• **Problems to work on**:
1/ Transcribe everything in the grid reliability post from "This post is" down to "Resource Adequacy Transition.".
2/ How many lines of the records contain the string "hairy"? Reply with the number alone.
Reading text start
This post is the fourth in a series titled “Real Talk on Reliability,” which will examine the reliability needs of our grid as we move toward 100 percent clean electricity and electrify more end-uses on the path to a climate stable future. It was written by Sara Baldwin, Senior Director of the Electrification Program. Other posts in this series covered Rethinking the Reliability of the Grid, Future of Operational Grid Reliability and Grid Resource Adequacy Transition.
In Fall 2023, Georgia Power filed an updated integrated resource plan with the Georgia Public Service Commission, warning dramatic near-term load growth predictions from data centers required “immediate action” to meet capacity needs by the end of 2025. Their proposed solution set was a combination of three new natural gas power plants (with a combined capacity of up to 1,400 megawatts (MW)), several fossil fuel power purchase agreements, and a modest 150 MW residential demand response program.
But in Spring 2024, tech giant Microsoft contested Georgia Power’s claims, citing concerns the utility was over-forecasting near-term load and procuring excessive, carbon-intensive generation. Microsoft has three data center campuses under construction in Georgia and is looking to expand to at least two more. The company also aims to have 100 percent of their electricity consumption matched by zero-carbon energy purchases 100 percent of the time by 2030—a clear mismatch with Georgia Power’s fossil-centric plans.
This tension is playing out across the country, as electricity demand is increasing in the United States after more than two decades of nearly flat load growth. Numerous utilities and grid operators are revising their 2023 load forecasts and predicting a doubling or more over the next decade, relative to 2022 predictions.
Rapid growth is causing panic over potential capacity shortfalls and insufficient transmission, prompting calls to delay planned coal plant retirements and double down on new natural gas. But these fossil intensive supply side solutions are inherently slow and costly. They’re also incompatible with utility and customer climate commitments to hit net zero emissions by mid-century. Strategic supply side solutions are needed to meet growing demand, but these large investments will show up on electric customers’ bills for decades to come—they should reduce emissions in an affordable and reliable way.
Reading text end
Material provided start
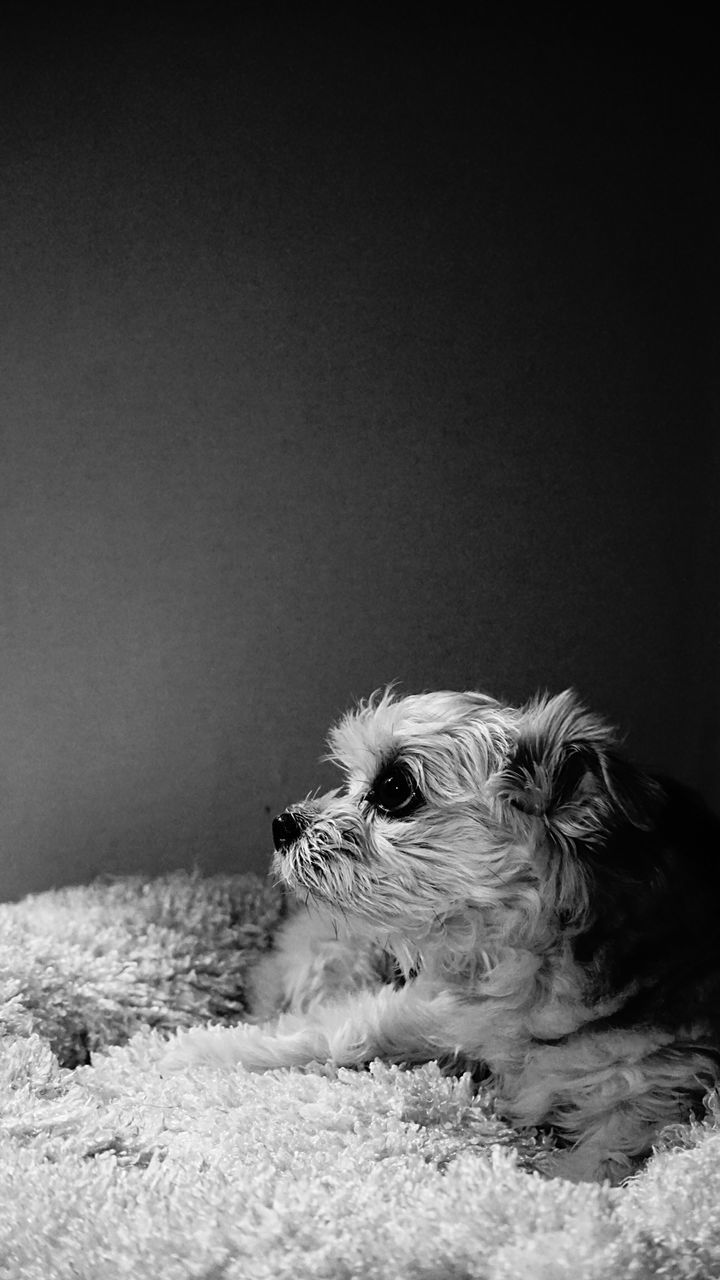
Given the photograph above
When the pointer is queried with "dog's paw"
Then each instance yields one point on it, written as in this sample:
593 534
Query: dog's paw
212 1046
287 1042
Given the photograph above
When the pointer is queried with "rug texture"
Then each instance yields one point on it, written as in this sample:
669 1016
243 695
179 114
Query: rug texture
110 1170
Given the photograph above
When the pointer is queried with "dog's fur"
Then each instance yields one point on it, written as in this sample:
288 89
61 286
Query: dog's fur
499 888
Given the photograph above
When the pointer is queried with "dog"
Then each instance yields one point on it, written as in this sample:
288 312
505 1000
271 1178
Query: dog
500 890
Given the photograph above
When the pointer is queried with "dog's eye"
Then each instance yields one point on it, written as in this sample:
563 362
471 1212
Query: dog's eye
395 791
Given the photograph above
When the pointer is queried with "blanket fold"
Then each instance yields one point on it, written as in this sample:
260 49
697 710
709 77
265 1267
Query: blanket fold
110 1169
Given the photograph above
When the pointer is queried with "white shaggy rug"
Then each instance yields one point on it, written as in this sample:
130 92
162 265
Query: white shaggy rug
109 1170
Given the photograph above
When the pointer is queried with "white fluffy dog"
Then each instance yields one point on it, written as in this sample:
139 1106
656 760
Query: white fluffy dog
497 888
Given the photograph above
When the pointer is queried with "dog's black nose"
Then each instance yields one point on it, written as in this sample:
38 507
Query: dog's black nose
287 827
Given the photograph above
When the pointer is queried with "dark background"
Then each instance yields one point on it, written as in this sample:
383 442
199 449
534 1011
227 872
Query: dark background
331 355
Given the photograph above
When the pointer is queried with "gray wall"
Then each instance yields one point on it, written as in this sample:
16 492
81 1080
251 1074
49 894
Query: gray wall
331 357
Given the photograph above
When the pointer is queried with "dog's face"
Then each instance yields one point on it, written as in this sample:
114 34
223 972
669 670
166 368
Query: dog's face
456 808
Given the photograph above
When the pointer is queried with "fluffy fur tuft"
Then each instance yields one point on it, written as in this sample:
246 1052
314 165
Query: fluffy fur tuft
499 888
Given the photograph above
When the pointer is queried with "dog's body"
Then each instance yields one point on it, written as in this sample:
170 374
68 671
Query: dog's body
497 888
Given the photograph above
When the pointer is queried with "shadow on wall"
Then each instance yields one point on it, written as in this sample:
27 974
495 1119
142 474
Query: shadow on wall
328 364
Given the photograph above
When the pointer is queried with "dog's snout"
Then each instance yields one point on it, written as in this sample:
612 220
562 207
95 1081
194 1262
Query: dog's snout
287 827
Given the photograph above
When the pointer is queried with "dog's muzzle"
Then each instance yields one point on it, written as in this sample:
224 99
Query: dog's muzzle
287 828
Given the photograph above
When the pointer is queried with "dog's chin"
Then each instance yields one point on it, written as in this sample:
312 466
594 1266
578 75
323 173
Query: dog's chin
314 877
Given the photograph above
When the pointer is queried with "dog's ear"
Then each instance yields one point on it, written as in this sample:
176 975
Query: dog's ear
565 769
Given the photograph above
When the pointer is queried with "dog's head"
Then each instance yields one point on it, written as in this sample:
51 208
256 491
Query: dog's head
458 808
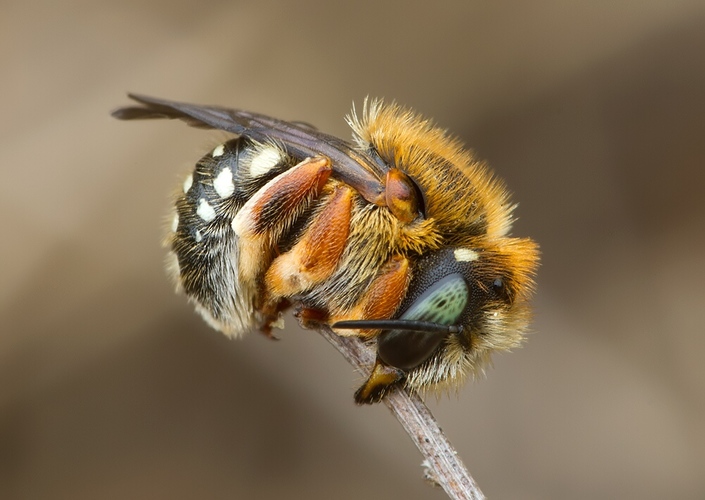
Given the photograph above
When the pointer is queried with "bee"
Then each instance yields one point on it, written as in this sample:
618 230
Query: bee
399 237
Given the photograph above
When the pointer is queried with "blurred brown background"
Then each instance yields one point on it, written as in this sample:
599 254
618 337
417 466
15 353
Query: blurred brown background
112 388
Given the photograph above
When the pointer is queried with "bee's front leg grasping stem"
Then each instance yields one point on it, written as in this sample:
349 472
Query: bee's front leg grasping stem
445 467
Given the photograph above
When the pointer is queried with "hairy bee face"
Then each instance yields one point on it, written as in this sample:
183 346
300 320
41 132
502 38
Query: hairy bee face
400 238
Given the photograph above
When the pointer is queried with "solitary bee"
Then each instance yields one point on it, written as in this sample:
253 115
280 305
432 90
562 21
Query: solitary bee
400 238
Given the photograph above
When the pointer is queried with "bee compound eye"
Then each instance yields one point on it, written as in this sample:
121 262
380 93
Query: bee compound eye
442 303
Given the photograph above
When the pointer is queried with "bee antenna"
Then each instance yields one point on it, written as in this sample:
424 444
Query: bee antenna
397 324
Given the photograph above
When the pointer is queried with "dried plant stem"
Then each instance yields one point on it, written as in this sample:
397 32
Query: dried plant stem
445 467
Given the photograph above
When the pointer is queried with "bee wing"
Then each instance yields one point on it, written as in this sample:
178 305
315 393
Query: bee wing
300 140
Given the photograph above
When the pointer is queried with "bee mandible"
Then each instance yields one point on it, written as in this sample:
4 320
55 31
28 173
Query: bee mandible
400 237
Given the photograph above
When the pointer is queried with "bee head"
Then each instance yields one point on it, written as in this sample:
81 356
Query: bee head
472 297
Material provided end
Material provided start
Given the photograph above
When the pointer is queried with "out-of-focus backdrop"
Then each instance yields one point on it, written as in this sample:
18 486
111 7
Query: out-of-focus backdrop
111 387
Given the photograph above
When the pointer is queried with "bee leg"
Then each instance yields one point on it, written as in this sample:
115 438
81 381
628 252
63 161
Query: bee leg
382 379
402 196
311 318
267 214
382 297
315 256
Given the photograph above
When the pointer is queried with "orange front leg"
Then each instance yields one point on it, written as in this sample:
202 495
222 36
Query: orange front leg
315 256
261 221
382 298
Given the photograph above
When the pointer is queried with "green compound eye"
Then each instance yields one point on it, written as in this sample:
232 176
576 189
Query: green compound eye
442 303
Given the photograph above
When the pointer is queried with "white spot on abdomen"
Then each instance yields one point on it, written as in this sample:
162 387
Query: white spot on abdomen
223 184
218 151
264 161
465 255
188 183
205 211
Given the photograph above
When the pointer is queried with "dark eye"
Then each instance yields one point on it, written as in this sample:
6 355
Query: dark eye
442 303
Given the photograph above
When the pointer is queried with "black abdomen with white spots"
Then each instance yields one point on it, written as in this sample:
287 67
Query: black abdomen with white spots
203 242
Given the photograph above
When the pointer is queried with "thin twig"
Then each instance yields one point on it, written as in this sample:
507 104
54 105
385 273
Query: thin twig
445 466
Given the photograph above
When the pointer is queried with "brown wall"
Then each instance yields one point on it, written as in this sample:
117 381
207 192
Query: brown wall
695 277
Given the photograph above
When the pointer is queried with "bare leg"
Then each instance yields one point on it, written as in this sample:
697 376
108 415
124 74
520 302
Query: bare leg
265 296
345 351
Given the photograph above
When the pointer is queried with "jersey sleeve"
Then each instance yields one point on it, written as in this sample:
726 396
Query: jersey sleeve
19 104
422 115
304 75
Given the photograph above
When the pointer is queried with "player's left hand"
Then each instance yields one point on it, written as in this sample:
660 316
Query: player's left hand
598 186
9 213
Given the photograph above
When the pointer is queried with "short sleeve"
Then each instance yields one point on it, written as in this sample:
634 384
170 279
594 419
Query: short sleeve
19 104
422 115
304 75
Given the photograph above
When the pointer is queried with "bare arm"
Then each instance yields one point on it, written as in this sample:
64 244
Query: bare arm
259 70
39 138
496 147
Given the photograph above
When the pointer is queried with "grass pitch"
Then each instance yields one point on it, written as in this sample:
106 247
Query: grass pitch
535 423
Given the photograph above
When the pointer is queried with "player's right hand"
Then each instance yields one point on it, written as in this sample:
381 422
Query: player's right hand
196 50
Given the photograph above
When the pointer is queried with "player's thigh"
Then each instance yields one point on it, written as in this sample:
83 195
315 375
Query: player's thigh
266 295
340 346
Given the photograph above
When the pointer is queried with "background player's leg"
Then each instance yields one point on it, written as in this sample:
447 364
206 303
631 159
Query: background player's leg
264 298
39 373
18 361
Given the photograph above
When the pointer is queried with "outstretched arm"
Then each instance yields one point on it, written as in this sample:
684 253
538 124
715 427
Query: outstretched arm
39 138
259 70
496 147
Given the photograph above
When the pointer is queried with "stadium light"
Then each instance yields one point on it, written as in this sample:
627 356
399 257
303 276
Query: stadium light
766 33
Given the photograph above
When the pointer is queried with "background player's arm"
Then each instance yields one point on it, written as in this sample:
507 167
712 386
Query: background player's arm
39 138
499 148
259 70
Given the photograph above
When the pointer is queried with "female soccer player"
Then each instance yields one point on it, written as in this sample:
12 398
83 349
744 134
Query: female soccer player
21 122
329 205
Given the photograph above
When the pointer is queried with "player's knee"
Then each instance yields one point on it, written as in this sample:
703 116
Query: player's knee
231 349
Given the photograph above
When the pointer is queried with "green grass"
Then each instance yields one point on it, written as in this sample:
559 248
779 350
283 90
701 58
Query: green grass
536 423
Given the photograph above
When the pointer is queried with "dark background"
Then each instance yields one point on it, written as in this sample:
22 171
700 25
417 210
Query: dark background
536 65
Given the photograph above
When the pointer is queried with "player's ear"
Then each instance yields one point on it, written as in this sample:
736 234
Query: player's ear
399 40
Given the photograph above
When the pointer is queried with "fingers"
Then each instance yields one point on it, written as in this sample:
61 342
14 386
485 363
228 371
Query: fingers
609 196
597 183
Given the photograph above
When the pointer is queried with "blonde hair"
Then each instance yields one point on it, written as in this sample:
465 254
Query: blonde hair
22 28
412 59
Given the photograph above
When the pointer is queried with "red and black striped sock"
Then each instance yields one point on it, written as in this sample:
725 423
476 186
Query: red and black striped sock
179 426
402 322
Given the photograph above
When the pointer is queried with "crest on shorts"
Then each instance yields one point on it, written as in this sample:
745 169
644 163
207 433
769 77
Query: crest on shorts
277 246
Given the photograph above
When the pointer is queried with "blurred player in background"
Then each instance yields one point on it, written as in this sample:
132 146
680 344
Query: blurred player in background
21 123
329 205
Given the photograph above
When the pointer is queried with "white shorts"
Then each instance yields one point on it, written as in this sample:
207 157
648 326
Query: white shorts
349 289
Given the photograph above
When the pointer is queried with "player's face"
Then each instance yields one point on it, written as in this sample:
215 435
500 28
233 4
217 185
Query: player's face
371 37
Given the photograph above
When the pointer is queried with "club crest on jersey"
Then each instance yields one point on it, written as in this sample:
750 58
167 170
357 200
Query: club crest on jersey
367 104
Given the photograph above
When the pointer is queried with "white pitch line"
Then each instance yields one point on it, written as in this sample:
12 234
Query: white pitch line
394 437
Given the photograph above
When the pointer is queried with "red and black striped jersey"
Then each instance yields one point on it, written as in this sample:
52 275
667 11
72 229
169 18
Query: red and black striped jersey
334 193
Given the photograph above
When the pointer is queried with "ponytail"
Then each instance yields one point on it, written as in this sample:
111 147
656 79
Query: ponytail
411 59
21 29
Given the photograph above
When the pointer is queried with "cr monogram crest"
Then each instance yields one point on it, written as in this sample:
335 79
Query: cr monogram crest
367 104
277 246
Material provided end
• **Results of the exercise**:
1/
This post is the fourth in a series titled “Real Talk on Reliability,” which will examine the reliability needs of our grid as we move toward 100 percent clean electricity and electrify more end-uses on the path to a climate stable future. It was written by Sara Baldwin, Senior Director of the Electrification Program. Other posts in this series covered Rethinking the Reliability of the Grid, Future of Operational Grid Reliability and Grid Resource Adequacy Transition.

2/ 2